→ **Exercise task**:
Retype the text on the 1923 All England badminton championships word for word, in full.

→ **Extract**:
☆ ☆ ☆ ☆
1923 All England Open Badminton Championships

Tournament details
- Dates: 6 March 1923– 11 March 1923
- Edition: 20th
- Venue: Royal Horticultural Hall
- Location: Elverton Street, Westminster, London
- Official website: All England Championships

= 1923 All England Badminton Championships =

The 1923 All England Championships was a badminton tournament held at the Royal Horticultural Hall, Westminster, England from 6 March to 11 March 1923.

Sir George Thomas won his fourth consecutive men's singles title. Lavinia Radeglia won the women's singles.
☆ ☆ ☆ ☆
→ **Data records**:
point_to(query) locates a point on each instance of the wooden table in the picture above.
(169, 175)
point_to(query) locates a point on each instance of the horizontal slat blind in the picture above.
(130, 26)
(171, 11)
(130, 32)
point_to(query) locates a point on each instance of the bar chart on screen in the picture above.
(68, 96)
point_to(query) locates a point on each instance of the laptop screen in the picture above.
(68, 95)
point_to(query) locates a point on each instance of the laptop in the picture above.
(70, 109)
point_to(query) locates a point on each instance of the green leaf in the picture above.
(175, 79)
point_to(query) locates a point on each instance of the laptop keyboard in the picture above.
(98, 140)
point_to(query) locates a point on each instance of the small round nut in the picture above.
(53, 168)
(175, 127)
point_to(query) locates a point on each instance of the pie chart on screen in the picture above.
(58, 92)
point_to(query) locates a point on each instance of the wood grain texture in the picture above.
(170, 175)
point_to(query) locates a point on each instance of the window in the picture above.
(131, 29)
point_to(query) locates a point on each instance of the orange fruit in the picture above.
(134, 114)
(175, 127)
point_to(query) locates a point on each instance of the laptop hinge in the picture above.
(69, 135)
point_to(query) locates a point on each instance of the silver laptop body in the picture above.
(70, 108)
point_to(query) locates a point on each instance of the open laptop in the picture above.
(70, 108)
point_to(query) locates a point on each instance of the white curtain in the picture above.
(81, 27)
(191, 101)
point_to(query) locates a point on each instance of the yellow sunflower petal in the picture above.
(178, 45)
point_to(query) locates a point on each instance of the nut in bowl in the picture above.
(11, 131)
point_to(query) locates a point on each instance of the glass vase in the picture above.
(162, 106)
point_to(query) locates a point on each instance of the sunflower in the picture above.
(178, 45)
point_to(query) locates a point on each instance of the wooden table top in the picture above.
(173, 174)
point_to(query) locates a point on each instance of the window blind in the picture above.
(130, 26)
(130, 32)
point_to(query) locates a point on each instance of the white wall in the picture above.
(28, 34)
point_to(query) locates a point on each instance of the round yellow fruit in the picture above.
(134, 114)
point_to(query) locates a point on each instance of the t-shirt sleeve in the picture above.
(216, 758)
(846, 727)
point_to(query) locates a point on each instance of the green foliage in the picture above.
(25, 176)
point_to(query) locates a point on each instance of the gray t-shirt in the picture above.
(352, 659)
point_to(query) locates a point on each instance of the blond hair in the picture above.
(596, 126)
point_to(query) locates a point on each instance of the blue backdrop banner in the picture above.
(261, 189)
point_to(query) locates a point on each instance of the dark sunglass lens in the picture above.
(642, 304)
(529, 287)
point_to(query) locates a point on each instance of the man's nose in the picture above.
☆ ☆ ☆ ☆
→ **Right answer**:
1923 All England Open Badminton Championships

Tournament details
- Dates: 6 March 1923– 11 March 1923
- Edition: 20th
- Venue: Royal Horticultural Hall
- Location: Elverton Street, Westminster, London
- Official website: All England Championships

= 1923 All England Badminton Championships =

The 1923 All England Championships was a badminton tournament held at the Royal Horticultural Hall, Westminster, England from 6 March to 11 March 1923.

Sir George Thomas won his fourth consecutive men's singles title. Lavinia Radeglia won the women's singles.